--- Records for the exercise ---
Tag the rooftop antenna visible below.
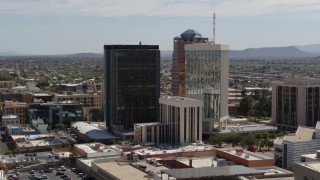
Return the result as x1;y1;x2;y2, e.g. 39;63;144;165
212;13;216;44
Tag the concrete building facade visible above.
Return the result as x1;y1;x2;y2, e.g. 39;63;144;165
159;96;203;144
171;29;208;96
185;43;229;134
134;96;203;145
272;79;320;129
53;91;102;107
103;45;160;134
2;101;27;123
1;115;20;127
274;122;320;168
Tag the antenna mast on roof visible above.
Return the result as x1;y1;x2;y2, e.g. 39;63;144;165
212;13;216;44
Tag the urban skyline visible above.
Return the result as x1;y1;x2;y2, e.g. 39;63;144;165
0;0;320;54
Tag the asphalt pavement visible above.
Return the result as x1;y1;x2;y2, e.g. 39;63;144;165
19;169;82;180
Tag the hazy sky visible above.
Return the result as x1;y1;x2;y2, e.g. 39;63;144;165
0;0;320;54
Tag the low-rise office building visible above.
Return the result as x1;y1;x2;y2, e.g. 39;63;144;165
293;161;320;180
1;115;20;127
2;101;27;123
134;96;203;145
32;119;48;134
71;122;117;144
73;142;122;158
274;122;320;167
53;91;102;107
272;79;320;129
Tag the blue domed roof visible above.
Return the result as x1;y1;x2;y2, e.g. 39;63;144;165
181;29;201;37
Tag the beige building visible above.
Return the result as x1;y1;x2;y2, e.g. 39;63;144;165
53;91;102;107
90;160;148;180
272;79;320;129
2;101;27;124
293;161;320;180
134;96;203;145
73;142;122;158
185;43;229;132
274;122;320;168
2;115;20;127
134;122;166;144
0;81;17;88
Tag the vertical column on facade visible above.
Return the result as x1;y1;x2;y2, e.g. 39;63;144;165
178;107;185;144
192;107;198;142
185;108;190;142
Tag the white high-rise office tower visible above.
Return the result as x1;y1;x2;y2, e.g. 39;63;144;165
184;43;229;134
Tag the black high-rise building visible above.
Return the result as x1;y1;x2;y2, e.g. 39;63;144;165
103;45;160;133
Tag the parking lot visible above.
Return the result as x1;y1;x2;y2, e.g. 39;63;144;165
15;169;82;180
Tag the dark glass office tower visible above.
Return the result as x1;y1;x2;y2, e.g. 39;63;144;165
103;45;160;133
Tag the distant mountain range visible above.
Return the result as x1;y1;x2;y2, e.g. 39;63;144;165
0;51;22;56
0;44;320;60
161;44;320;60
229;46;316;58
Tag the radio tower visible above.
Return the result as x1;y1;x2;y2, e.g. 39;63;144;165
212;13;216;44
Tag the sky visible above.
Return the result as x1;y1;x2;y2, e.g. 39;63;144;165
0;0;320;55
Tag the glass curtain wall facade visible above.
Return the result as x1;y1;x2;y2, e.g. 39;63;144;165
104;45;160;133
186;43;229;132
272;79;320;130
171;29;208;97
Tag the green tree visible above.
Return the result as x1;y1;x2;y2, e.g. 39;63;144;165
4;150;12;155
36;81;50;87
242;133;257;146
61;142;70;148
55;123;64;129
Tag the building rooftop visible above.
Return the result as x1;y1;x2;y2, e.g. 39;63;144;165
2;115;18;119
177;156;217;168
215;124;277;133
94;162;148;180
134;146;214;155
297;161;320;172
162;165;263;179
274;126;315;145
159;96;203;107
11;134;61;147
72;122;116;140
181;29;201;37
217;148;273;160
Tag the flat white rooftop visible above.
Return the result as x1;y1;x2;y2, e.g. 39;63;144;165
74;143;120;154
134;146;214;155
72;122;116;140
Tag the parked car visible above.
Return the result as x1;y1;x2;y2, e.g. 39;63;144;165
56;171;64;176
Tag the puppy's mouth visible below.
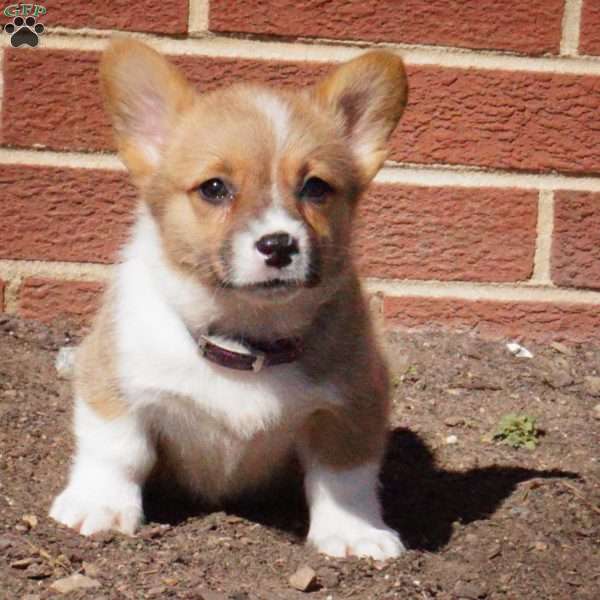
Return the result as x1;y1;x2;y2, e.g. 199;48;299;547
232;279;306;295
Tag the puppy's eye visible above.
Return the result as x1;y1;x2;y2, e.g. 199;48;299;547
298;177;333;204
196;177;232;204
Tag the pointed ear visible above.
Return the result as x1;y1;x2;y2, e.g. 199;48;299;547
100;40;194;185
315;51;408;184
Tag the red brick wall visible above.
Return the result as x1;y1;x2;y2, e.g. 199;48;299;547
0;0;600;341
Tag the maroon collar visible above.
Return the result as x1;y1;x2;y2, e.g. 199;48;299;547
197;335;302;373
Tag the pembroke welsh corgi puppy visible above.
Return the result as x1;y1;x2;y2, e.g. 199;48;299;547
50;41;407;559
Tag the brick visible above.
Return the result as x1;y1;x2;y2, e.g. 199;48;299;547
355;185;537;282
209;0;564;54
2;49;600;174
552;192;600;289
19;277;104;326
39;0;188;34
0;165;135;263
1;49;327;151
383;296;600;342
579;0;600;54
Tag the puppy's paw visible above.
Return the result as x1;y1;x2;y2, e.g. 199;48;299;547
50;482;143;535
308;523;406;560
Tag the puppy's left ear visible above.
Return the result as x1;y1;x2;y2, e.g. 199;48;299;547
100;39;194;186
315;51;408;185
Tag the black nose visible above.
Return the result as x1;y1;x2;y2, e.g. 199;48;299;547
256;231;299;269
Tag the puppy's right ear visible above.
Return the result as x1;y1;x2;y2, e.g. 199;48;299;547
100;40;194;185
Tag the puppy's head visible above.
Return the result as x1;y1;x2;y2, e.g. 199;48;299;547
101;41;406;303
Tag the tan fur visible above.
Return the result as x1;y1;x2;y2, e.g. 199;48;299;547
82;41;406;478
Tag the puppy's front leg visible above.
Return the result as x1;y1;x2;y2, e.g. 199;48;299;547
300;415;404;560
50;400;156;535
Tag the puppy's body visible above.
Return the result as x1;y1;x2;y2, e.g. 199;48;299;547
51;42;405;558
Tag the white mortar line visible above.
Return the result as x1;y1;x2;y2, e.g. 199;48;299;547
188;0;209;35
5;27;600;75
0;260;112;282
531;190;554;286
560;0;583;56
365;279;600;304
0;260;600;304
0;148;600;192
375;163;600;192
4;277;23;315
0;148;125;171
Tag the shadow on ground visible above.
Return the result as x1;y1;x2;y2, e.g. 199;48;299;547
144;428;578;551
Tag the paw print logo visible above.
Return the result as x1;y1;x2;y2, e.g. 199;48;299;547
4;17;44;48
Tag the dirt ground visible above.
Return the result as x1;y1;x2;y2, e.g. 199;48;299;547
0;316;600;600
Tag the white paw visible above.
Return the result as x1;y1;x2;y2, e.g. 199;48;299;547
308;523;406;560
50;482;143;535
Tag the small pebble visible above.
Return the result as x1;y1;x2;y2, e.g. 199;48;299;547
288;566;317;592
54;346;77;379
583;375;600;396
81;561;100;577
21;515;38;529
550;342;575;356
50;573;100;594
319;567;340;589
444;417;465;427
10;556;35;570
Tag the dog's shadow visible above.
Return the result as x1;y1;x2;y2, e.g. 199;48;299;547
144;428;577;551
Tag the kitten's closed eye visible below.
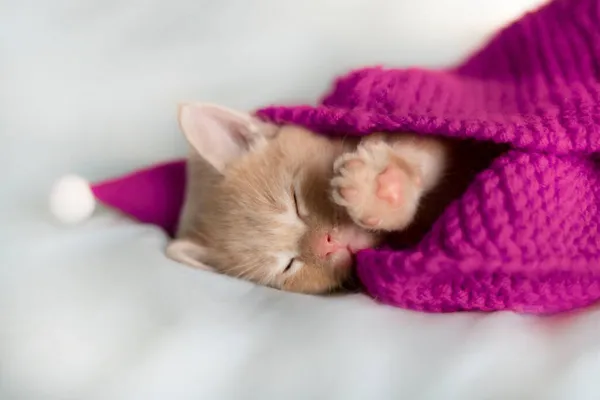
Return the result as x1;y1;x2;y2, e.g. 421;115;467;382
291;183;308;219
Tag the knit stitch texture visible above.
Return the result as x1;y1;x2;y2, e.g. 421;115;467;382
258;0;600;313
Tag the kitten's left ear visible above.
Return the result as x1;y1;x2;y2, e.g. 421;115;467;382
165;239;214;271
179;103;277;172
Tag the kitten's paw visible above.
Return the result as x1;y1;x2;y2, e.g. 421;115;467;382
331;141;422;231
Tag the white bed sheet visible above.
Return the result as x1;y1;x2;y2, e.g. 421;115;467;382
0;0;600;400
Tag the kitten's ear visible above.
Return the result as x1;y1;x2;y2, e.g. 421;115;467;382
179;103;276;172
165;239;214;271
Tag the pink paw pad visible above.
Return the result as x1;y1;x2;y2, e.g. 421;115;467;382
376;166;406;207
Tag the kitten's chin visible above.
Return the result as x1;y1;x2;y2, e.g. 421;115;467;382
339;225;378;255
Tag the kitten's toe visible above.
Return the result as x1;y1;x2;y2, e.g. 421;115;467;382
375;164;409;208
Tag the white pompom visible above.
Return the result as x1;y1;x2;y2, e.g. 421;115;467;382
50;175;96;224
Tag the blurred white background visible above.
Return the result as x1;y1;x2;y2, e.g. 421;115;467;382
8;0;600;400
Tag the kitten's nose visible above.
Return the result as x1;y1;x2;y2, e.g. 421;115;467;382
315;233;345;257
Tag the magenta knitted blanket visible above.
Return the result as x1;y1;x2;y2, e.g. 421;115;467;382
258;0;600;313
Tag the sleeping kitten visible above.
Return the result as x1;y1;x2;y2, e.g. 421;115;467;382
167;104;500;293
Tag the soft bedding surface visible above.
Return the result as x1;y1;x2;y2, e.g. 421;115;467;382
0;0;600;400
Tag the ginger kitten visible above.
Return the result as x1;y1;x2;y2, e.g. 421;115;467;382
167;104;500;293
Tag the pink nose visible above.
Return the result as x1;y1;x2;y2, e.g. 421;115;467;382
315;233;344;257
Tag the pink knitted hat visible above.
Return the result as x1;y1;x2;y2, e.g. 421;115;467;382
50;160;186;236
53;0;600;313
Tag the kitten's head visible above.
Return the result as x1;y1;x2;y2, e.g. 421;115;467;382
167;104;377;293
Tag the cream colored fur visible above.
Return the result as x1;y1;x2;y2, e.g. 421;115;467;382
167;104;447;293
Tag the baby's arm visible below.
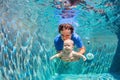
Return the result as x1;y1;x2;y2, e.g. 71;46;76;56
74;53;86;61
50;53;61;60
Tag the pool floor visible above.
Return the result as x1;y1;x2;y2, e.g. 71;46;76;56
50;73;120;80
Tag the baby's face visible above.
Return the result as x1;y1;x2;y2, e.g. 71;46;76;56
64;41;73;50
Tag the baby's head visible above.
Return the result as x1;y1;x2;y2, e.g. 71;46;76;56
64;39;74;50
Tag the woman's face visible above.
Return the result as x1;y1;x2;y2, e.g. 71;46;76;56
60;29;72;41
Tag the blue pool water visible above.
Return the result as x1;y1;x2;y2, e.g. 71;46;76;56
0;0;120;80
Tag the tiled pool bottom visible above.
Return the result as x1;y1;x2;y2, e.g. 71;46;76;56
50;73;120;80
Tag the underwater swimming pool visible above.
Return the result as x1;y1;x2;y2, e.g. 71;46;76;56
0;0;120;80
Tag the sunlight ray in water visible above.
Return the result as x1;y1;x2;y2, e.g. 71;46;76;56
0;0;120;80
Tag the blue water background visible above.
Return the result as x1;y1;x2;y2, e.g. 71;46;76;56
0;0;120;80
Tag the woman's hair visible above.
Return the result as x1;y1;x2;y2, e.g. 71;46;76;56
59;23;74;34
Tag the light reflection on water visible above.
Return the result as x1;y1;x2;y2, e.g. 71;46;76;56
0;0;119;80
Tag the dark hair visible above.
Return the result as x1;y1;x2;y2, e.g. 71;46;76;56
59;23;74;34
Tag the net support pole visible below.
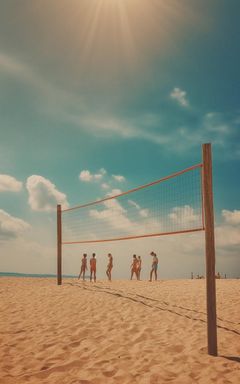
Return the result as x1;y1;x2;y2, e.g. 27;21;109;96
57;204;62;285
202;144;217;356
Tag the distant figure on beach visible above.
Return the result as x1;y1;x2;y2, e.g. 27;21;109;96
90;253;97;282
106;253;113;281
137;256;142;280
131;255;138;280
78;253;87;281
149;251;158;281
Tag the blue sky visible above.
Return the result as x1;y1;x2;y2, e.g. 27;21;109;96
0;0;240;278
---
Given problem:
Put every line of the material above into a numbered list, from the line containing "Tag the pembroke" down to the line containing "144;428;577;551", both included. Leave out any blank lines.

The reply:
1. Tag the pembroke welsh corgi puppy visible above.
2. Return the result as x1;y1;x2;y2, e.g. 199;48;299;547
3. 50;41;407;559
4. Tag the brick visible above.
5. Return the result as x1;y1;x2;y2, e.g. 199;48;299;547
6. 355;185;537;282
7. 209;0;564;54
8. 2;49;600;174
9. 552;192;600;289
10. 19;277;104;326
11. 39;0;188;34
12. 0;165;135;263
13. 1;49;327;151
14. 383;296;600;342
15. 579;0;600;54
16. Tag the puppy's paw visible above.
17. Return the result as x1;y1;x2;y2, e.g. 199;48;299;547
18. 50;482;143;535
19. 308;523;406;560
20. Tag the puppy's left ear visible above.
21. Return the result as x1;y1;x2;y2, e.g. 199;48;299;547
22. 100;39;194;186
23. 315;51;408;185
24. Tag the black nose visible above.
25. Return the result as x1;y1;x2;y2, e.g. 199;48;299;547
26. 256;231;299;269
27. Tag the puppy's right ear visible above.
28. Return the result as x1;y1;x2;y2, e.g. 199;48;299;547
29. 100;40;194;185
30. Tag the puppy's head visible above.
31. Return the result as x1;y1;x2;y2, e.g. 199;48;299;547
32. 101;41;406;303
33. Tag the tan fur visible above.
34. Return the result as x1;y1;x2;y2, e.g. 199;48;299;547
35. 82;41;406;478
36. Tag the puppy's front leg visible above.
37. Return the result as x1;y1;x2;y2, e.g. 199;48;299;547
38. 300;415;404;560
39. 50;400;156;535
40. Tag the puppy's body visible above.
41. Return the result as x1;y1;x2;y2, e.g. 199;48;299;547
42. 51;42;405;558
43. Tag the white mortar line visible above.
44. Return the result as x1;y1;x2;y2, e.g. 199;48;299;547
45. 188;0;209;35
46. 5;27;600;75
47. 0;260;112;282
48. 531;190;554;286
49. 560;0;583;56
50. 365;279;600;304
51. 0;260;600;304
52. 0;148;600;192
53. 375;163;600;192
54. 4;277;23;315
55. 0;148;125;171
56. Tag the shadow on ground visible above.
57. Return the result as x1;y1;x2;y2, e.g. 199;48;299;547
58. 144;428;578;551
59. Tag the paw print logo visible above.
60. Return the result as x1;y1;x2;y2, e.g. 199;48;299;547
61. 4;17;44;48
62. Tag the dirt ground visible above.
63. Return the result as x1;y1;x2;y2, e.g. 199;48;299;547
64. 0;316;600;600
65. Tag the white paw visible above.
66. Return the result as x1;y1;x2;y2, e.g. 199;48;299;547
67. 308;523;406;560
68. 50;482;143;535
69. Tag the small pebble visible above.
70. Return the result as x1;y1;x2;y2, e.g. 199;48;299;547
71. 288;566;317;592
72. 54;346;77;379
73. 583;375;600;396
74. 81;561;100;577
75. 21;515;38;529
76. 550;342;575;356
77. 50;573;100;594
78. 319;567;340;589
79. 444;417;465;427
80. 10;556;35;570
81. Tag the dog's shadow visible above.
82. Return the result as x1;y1;x2;y2, e.g. 199;48;299;547
83. 144;428;577;551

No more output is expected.